▶ Direction
Copy the material that follows word for word and omit its pictures.

(Point-based annotation data)
* * *

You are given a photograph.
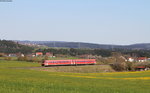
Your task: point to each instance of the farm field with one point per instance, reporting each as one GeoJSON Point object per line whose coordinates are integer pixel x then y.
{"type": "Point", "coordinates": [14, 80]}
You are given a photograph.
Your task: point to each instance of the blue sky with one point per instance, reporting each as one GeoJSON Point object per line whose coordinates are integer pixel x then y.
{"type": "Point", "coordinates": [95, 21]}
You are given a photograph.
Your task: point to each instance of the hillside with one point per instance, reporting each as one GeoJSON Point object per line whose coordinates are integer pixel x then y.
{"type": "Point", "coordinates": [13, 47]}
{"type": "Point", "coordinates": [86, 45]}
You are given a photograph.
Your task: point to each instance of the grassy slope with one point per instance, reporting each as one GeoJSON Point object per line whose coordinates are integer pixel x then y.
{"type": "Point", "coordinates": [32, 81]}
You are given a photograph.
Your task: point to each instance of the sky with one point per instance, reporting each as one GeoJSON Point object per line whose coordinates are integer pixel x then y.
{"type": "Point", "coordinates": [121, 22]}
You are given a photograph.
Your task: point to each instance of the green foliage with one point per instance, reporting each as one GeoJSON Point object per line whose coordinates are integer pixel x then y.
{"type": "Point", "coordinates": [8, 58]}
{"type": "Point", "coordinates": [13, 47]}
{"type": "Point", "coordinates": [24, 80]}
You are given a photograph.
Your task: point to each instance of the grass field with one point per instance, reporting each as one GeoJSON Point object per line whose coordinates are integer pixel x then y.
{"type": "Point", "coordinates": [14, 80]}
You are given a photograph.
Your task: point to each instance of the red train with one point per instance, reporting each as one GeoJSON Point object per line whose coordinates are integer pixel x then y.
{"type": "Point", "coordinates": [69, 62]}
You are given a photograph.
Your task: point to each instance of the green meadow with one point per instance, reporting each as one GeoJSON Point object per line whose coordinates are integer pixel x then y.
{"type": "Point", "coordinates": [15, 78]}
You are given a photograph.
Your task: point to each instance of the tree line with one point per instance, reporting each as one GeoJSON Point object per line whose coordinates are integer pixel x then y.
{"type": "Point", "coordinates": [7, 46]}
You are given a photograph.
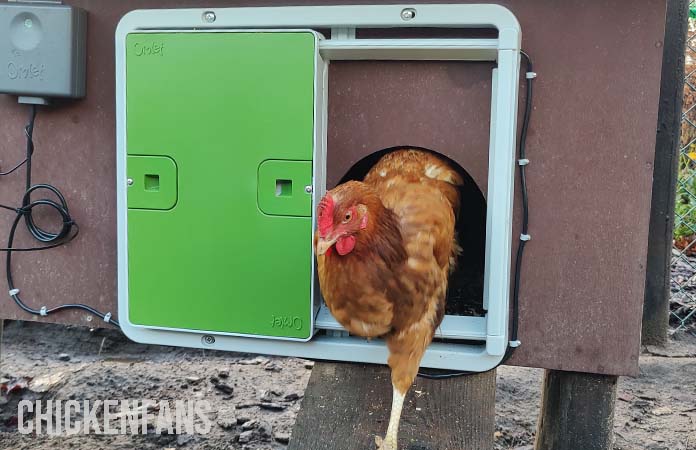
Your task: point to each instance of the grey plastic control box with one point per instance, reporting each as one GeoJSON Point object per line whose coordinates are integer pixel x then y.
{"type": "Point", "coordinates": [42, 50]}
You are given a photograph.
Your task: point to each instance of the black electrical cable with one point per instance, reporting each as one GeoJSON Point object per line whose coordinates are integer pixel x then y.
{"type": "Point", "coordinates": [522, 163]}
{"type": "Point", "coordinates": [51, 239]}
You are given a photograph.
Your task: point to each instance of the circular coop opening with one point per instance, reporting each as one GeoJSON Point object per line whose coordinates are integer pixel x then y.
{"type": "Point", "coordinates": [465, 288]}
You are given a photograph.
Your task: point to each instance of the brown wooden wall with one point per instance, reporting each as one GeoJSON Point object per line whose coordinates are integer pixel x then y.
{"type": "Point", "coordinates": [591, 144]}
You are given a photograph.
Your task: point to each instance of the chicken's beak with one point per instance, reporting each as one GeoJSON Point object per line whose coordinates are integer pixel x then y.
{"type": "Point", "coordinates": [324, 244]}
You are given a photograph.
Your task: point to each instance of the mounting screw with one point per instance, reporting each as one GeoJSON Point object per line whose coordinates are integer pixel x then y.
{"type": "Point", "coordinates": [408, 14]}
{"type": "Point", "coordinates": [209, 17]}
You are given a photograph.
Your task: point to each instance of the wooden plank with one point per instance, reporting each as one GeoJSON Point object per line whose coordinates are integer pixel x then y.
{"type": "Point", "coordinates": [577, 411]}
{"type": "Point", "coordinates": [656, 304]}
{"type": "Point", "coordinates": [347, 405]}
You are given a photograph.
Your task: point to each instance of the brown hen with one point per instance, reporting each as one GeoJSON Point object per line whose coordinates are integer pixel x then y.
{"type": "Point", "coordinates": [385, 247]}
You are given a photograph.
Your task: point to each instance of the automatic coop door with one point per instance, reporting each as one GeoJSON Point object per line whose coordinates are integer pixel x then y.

* * *

▶ Exercise solution
You are given a photograph.
Your task: point to each instance of the farm field with one point per instance, reporting each as one GeoJSON Point object per line whose coordinates are integer pixel x then y.
{"type": "Point", "coordinates": [14, 80]}
You are given a photograph.
Your task: point to each instance of the blue sky with one point per instance, reporting each as one GeoJSON Point object per line whose coordinates are integer pixel x then y.
{"type": "Point", "coordinates": [95, 21]}
You are given a photograph.
Your task: point to each instance of the hillside with one point per instance, reporting each as one GeoJSON Point object per line whose coordinates are integer pixel x then y.
{"type": "Point", "coordinates": [13, 47]}
{"type": "Point", "coordinates": [86, 45]}
You are given a photograph.
Your task: point to each instance of the grassy slope with one point per instance, reporting each as one GeoJSON Point object per line whose coordinates are integer pixel x then y.
{"type": "Point", "coordinates": [32, 81]}
You are given a photograph.
Your task: point to each instance of the sky with one point per instance, reporting each as one GeoJSON Point object per line whose coordinates are integer pixel x then y.
{"type": "Point", "coordinates": [121, 22]}
You are given a photograph.
Your task: point to each instance of the green foliage with one point per instance, reporting each as one GeoJSON Point object per line whose coordinates are integer pixel x then y.
{"type": "Point", "coordinates": [8, 58]}
{"type": "Point", "coordinates": [13, 47]}
{"type": "Point", "coordinates": [24, 80]}
You are given a photograph.
Your task: point to each instance of the grass field with one point per instance, reporting each as one GeoJSON Point object per line whose coordinates are integer pixel x then y.
{"type": "Point", "coordinates": [14, 80]}
You are given a photograph.
Your task: point to each instance of the red train with one point per instance, reporting each as one GeoJSON Point object per line whose coordinates are integer pixel x then y.
{"type": "Point", "coordinates": [69, 62]}
You are given a photograph.
Your task: point to each instance of the green meadow with one point per instance, reporting each as one GeoJSON Point object per line whose coordinates are integer pixel x then y.
{"type": "Point", "coordinates": [15, 78]}
You are given a photograph.
Your task: point to each instance of the tree line with one point per instance, reporting each as one GeoJSON Point object per line whose coordinates are integer pixel x then y.
{"type": "Point", "coordinates": [7, 46]}
You are given a photograph.
Your task: point to each instance of the grey plastic control box with one point per instance, reporting each as one GeoJSON Point object per line whose coordinates are integer pixel x then y.
{"type": "Point", "coordinates": [42, 50]}
You are given a photograph.
Your task: point to each instance of the black electrical cable with one point per instance, reporting each as one GeoJSON Point object per line whose coordinates are integer pixel x then y.
{"type": "Point", "coordinates": [522, 163]}
{"type": "Point", "coordinates": [51, 239]}
You are given a photograph.
Your task: point to each instance of the circular coop opening with one point per instance, reporting each as one GeoJSON Point object per line whose coordinates are integer pixel x then y.
{"type": "Point", "coordinates": [465, 288]}
You are given a photograph.
Your task: point to each instance of the brown wooden wall with one point per instance, reporting each as one GeoJSON Point object per line whose coordinates are integer pixel x then y.
{"type": "Point", "coordinates": [591, 144]}
You are given a photograph.
Your task: point to each instance of the chicken's beak with one point per instance, reporting each as one GeoJSON Point object per line whose coordinates are integer pixel x then y.
{"type": "Point", "coordinates": [324, 244]}
You are given a photograph.
Your task: point to each instance of the mounting screw with one point per instance, reporting each as one GeoJSON Point object per line whose coordinates are integer pixel x then y.
{"type": "Point", "coordinates": [408, 14]}
{"type": "Point", "coordinates": [209, 17]}
You are given a photograph.
Your task: point to each instance of the wooden plank with one point per instance, reporting each as one GeoJSON Point object per line whose coordinates are integer pixel x then y.
{"type": "Point", "coordinates": [577, 411]}
{"type": "Point", "coordinates": [656, 304]}
{"type": "Point", "coordinates": [347, 405]}
You are given a photograph.
Your task: point to each instance of the brown hen with one point per instance, reporting each as one GeoJSON Point object per line whose coordinates are integer pixel x then y.
{"type": "Point", "coordinates": [385, 247]}
You are given a photograph.
Your task: point to each instance of the automatic coop door with one point per instance, reporting each as one GeoJSON Point object per line whose coordinates are integer pixel x then y.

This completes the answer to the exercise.